* _TEXT PASSAGE_
Dordevic et al. 2019 — Aluminum leaching into food from household aluminum foil during baking, Czech Republic

The authors quantified aluminum migration from five commercially available household aluminum foils into eleven food types (Atlantic salmon, mackerel, duck breasts with and without skin, cheese Hermelín, fresh tomato, fresh paprika, Carlsbad dumplings, pork roast, pork neck, chicken breasts, chicken thighs) during a standardised 40-minute baking step at 220°C, with and without a typical olive-oil/salt/black-pepper marinade. Aluminum was measured in homogenised cooked food by both ICP-MS and electrothermal-atomization AAS, against inert-packaging controls and raw-food controls, with six replicates per sample. The study pairs the experimental work with a consumer-preference survey (n=784) on aluminum-foil use in Czech households, but the contamination findings — not the survey — are the wiki-relevant content.

Key numbers

Aluminum content is reported in both dry-mass and wet-mass bases (mg/kg = ppm); wet-mass values, given alongside, are the consumer-relevant figures. The “C-foil” series is unmarinated food baked in foil A–E; the “M-foil” series is marinated food baked in foil A–E. “C” and “CM” are control samples baked without foil contact (inert packaging). All ± values are ±SD over six replicates.

• Marinated salmon (Salmo salar) baked in foil A: 41.86 ± 0.56 mg/kg dry mass; 20.95 ± 0.18 mg/kg wet mass. ICP-MS. Highest among unmarinated salmon foils: foil A 1.31 ± 0.02 mg/kg dry; salmon baked in inert packaging (CIP, no foil) was below the AAS limit of detection (Table 2; p. 3351).
• Marinated mackerel (Scomber scombrus) baked in foil A: 49.34 ± 0.44 mg/kg dry mass; 13.42 ± 0.24 mg/kg wet mass. Unmarinated mackerel control (no foil): 1.17 ± 0.01 mg/kg dry. Highest unmarinated mackerel was foil C at 4.66 ± 0.10 mg/kg dry (Table 2; p. 3351).
• Marinated duck breast without skin baked in foil E (M-foil E): 117.26 ± 1.37 mg/kg dry mass; 45.18 ± 0.01 mg/kg wet mass. This is the single highest aluminum concentration recorded in the study. Highest with-skin marinated counterpart was foil B (MS-foil B): 51.71 ± 0.73 mg/kg dry; 22.79 ± 0.13 mg/kg wet — the paper uses this value as its narrative example for the skin-as-barrier finding (p. 3354). For reference, MS-foil E with-skin marinated was 38.39 ± 0.29 mg/kg dry; 14.79 ± 0.00 mg/kg wet (Table 3, p. 3352). Table 3 is laid out as two side-by-side column-groups: the left “Duck breasts” group reports the unmarinated series, the right “Duck breasts—marinade” group reports the marinated series; within each group the C/CIP/C-foil rows are without-skin samples and the CS/CIPS/CS-foil (unmarinated) and CMS/MIPS/MS-foil (marinated) rows are with-skin samples. The abstract reports the headline 117.26 ± 1.37 value as “g/kg” — that is a typesetting error; Table 3 and the discussion body both state mg/kg.

Records of labeled boxes:

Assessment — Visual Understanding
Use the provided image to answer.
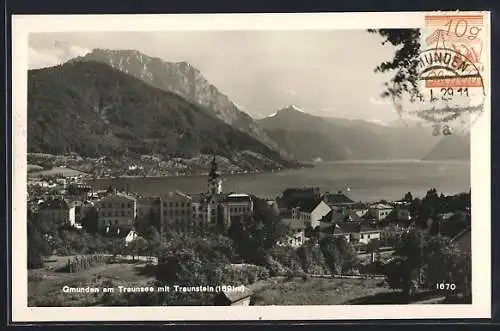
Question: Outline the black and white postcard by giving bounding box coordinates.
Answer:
[12,11,491,322]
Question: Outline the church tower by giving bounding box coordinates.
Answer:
[208,155,222,200]
[207,155,222,230]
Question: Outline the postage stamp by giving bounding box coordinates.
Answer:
[9,12,491,323]
[395,13,487,135]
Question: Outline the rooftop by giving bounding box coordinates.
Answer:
[370,203,393,209]
[221,285,253,302]
[297,198,323,213]
[163,191,192,200]
[323,191,354,204]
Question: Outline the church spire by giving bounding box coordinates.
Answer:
[208,155,222,199]
[208,155,219,180]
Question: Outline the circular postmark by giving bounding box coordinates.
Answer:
[393,48,486,135]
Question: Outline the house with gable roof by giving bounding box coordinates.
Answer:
[292,199,332,229]
[38,198,75,226]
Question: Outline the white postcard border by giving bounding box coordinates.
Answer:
[11,12,491,322]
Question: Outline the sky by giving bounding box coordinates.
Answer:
[28,30,397,121]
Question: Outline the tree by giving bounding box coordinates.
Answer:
[366,239,382,263]
[368,29,421,98]
[403,192,413,202]
[384,230,425,297]
[128,237,148,261]
[28,220,51,269]
[335,237,359,274]
[229,197,288,264]
[81,208,99,234]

* _TO DO_
[a] Copy the passage of the aluminum foil study summary from "Key numbers" to "over six replicates.".
[b] Express the records from the line with "Question: Outline the house" through the end of the records as a numbered list, leaving out blank lines.

* _ANSWERS PROVIDED_
[a]
Key numbers

Aluminum content is reported in both dry-mass and wet-mass bases (mg/kg = ppm); wet-mass values, given alongside, are the consumer-relevant figures. The “C-foil” series is unmarinated food baked in foil A–E; the “M-foil” series is marinated food baked in foil A–E. “C” and “CM” are control samples baked without foil contact (inert packaging). All ± values are ±SD over six replicates.

[b]
1. Question: Outline the house with gable roof by giving bounding box coordinates.
2. Answer:
3. [292,199,332,229]
4. [38,198,75,226]
5. Question: Outline the white postcard border by giving bounding box coordinates.
6. Answer:
7. [11,12,491,322]
8. Question: Outline the sky by giving bounding box coordinates.
9. Answer:
10. [28,30,397,121]
11. Question: Outline the tree by giving bounding box coordinates.
12. Answer:
13. [366,239,382,263]
14. [368,29,421,98]
15. [403,192,413,202]
16. [384,230,425,297]
17. [128,237,148,261]
18. [28,220,51,269]
19. [335,237,359,274]
20. [229,197,288,264]
21. [81,208,99,234]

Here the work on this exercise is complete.